## What the exercise asks
Go through the material below and copy all lines with "glow".

## Records for the exercise
Content starts

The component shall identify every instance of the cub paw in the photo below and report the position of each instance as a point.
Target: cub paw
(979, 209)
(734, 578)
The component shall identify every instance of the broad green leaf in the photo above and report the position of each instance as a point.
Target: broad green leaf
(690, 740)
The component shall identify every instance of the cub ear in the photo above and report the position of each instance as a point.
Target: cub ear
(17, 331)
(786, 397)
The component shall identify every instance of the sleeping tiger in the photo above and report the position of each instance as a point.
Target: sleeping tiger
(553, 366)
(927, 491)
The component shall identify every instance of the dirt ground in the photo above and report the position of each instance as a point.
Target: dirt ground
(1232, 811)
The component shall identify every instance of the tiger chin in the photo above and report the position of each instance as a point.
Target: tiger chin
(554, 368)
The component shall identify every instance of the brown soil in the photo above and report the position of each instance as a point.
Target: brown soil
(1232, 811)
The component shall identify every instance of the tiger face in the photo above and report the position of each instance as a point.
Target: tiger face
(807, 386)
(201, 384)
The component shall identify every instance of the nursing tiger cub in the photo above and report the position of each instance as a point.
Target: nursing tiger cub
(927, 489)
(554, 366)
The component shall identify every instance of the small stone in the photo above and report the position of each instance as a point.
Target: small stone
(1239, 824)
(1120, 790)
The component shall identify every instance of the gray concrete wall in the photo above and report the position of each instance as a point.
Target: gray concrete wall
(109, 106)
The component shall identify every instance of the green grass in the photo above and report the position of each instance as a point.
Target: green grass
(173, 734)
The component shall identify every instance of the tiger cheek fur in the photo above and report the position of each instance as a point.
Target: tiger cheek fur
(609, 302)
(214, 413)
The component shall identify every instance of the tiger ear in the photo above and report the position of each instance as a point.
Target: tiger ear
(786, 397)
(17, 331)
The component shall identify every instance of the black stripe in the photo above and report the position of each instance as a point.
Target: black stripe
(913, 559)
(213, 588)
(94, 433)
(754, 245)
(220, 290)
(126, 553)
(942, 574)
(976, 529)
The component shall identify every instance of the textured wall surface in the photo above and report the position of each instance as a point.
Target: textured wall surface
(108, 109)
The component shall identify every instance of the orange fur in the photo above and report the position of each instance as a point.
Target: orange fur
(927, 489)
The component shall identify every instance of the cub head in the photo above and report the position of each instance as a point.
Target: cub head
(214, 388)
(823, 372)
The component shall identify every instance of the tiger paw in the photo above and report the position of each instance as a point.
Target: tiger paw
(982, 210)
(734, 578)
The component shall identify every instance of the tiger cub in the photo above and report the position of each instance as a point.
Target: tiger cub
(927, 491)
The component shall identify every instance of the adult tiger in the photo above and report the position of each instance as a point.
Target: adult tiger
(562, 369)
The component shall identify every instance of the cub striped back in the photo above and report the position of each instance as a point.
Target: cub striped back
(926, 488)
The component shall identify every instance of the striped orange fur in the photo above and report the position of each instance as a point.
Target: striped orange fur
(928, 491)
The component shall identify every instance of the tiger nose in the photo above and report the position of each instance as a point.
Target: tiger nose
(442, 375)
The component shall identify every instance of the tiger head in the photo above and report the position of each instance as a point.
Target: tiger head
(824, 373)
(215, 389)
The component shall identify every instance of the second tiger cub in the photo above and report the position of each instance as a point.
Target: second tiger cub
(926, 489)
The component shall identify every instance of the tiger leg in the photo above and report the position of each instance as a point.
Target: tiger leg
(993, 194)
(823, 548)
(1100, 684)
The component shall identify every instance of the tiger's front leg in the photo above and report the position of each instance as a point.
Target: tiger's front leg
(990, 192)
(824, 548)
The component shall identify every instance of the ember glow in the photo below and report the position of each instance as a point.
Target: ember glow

Content ends
Content starts

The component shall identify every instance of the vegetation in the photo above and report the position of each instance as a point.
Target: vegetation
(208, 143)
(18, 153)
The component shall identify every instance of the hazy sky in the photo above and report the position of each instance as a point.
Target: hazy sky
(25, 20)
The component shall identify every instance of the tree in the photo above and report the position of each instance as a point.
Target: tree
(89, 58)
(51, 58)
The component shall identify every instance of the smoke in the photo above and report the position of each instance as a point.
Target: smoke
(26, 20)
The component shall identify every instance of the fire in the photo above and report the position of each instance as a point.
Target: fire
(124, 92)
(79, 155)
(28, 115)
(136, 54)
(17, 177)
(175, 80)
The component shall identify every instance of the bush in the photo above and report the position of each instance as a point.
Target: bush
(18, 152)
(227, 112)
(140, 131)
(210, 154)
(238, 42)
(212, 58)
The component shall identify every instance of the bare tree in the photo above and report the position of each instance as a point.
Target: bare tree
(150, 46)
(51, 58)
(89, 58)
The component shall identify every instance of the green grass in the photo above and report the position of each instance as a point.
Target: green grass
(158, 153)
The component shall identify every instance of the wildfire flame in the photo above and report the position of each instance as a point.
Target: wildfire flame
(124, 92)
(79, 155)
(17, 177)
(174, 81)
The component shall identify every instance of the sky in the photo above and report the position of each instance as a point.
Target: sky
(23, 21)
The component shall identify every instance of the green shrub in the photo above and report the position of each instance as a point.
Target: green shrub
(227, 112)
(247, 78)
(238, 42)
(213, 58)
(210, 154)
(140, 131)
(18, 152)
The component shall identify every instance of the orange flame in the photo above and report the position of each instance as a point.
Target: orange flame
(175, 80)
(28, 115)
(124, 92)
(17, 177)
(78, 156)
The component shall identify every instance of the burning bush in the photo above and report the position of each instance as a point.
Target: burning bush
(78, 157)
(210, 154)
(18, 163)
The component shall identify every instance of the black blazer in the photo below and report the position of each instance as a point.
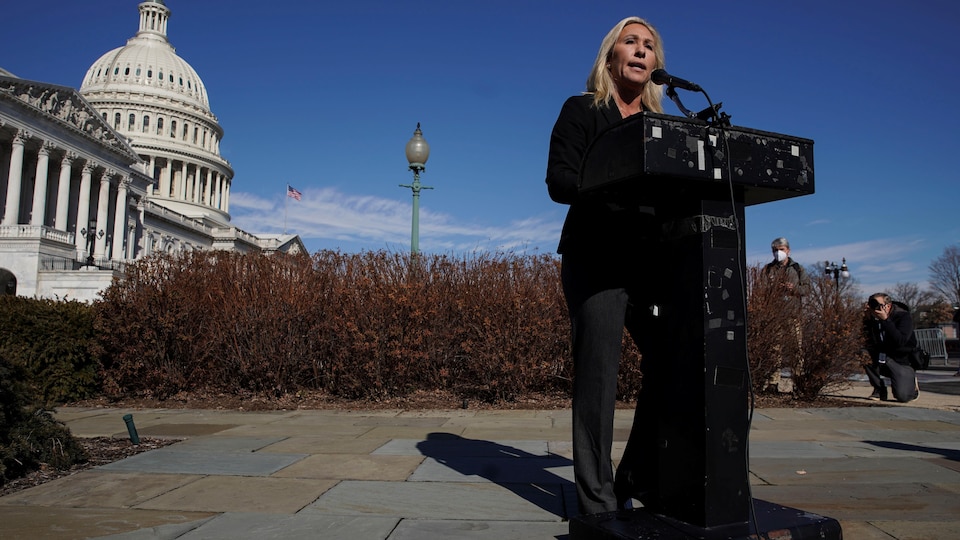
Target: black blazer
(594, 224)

Content ends
Content starts

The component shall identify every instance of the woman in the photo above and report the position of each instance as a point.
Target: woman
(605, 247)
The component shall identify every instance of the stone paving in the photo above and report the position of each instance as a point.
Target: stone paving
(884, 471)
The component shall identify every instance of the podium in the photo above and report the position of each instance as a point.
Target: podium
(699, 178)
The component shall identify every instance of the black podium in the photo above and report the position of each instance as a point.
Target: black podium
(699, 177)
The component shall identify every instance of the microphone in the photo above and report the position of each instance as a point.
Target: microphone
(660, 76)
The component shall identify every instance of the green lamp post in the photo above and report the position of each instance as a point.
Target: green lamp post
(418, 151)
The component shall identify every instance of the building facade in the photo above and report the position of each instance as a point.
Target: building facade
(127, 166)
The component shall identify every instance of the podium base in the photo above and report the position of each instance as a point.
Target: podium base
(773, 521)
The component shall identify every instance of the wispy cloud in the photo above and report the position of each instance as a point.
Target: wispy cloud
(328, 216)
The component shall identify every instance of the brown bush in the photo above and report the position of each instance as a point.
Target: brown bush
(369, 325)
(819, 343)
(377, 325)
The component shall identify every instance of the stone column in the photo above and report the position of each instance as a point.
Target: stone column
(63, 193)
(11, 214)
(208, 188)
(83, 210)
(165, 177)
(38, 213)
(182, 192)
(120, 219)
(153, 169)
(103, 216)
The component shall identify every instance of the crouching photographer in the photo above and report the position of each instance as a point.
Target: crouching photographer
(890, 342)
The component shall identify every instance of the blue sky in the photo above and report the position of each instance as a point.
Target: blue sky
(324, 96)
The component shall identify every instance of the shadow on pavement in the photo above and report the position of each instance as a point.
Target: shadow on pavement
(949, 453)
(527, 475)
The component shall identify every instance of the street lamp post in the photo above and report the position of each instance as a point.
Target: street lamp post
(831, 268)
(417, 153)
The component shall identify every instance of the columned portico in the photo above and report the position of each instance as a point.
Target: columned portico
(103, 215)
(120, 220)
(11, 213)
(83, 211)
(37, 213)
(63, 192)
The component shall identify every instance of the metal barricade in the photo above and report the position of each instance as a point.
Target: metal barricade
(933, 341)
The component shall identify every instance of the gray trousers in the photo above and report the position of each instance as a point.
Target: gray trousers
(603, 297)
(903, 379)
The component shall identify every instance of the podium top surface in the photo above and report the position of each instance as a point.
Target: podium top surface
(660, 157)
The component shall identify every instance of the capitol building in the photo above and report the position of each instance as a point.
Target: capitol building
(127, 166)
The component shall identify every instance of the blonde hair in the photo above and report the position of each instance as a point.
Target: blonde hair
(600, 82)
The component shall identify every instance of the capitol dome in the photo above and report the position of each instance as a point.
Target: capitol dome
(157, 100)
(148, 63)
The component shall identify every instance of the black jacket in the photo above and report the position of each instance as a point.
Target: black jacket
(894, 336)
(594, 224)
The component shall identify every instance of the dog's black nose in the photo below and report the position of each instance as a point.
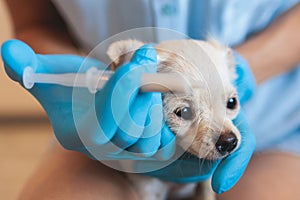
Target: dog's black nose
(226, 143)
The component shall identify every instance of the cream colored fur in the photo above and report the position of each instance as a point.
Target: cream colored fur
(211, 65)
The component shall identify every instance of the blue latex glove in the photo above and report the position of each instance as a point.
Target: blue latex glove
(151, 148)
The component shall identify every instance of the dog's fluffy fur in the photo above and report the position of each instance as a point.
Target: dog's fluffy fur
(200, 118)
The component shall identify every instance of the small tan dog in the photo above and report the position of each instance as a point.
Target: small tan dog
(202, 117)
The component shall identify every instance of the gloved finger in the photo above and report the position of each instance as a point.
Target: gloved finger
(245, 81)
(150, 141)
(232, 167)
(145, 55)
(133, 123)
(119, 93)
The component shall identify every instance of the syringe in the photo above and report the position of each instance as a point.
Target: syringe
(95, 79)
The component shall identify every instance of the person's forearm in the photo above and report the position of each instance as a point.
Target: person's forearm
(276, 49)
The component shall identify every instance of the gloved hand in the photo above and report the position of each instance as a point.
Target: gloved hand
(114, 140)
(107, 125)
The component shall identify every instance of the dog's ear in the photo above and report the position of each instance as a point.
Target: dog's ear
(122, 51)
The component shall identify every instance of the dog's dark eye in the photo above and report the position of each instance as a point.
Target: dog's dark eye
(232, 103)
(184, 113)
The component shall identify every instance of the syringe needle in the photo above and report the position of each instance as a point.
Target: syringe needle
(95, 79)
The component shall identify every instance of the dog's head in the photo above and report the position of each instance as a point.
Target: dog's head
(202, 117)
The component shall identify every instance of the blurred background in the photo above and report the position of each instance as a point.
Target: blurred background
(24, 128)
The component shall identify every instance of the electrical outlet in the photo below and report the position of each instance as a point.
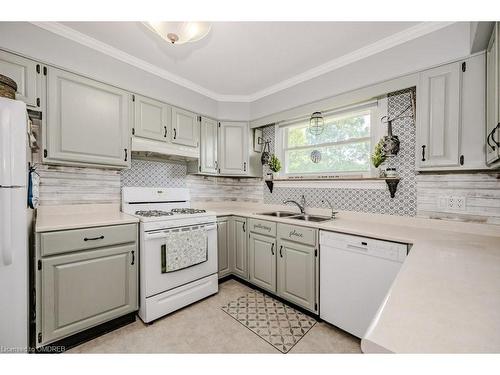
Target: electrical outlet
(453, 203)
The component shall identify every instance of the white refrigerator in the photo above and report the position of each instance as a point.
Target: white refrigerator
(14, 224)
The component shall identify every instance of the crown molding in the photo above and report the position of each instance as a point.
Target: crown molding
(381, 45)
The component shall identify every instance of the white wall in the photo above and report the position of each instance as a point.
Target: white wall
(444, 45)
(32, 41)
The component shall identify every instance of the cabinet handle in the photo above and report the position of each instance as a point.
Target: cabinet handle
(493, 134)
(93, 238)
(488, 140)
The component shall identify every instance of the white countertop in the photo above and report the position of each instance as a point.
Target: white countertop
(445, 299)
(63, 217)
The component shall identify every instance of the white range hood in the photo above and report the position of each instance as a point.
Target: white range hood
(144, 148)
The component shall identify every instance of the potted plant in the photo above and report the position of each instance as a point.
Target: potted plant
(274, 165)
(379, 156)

Content ends

## Exercise solution
The component shall identify every instance of the ember glow in the photo below and report the position of each instance as a point.
Target: ember glow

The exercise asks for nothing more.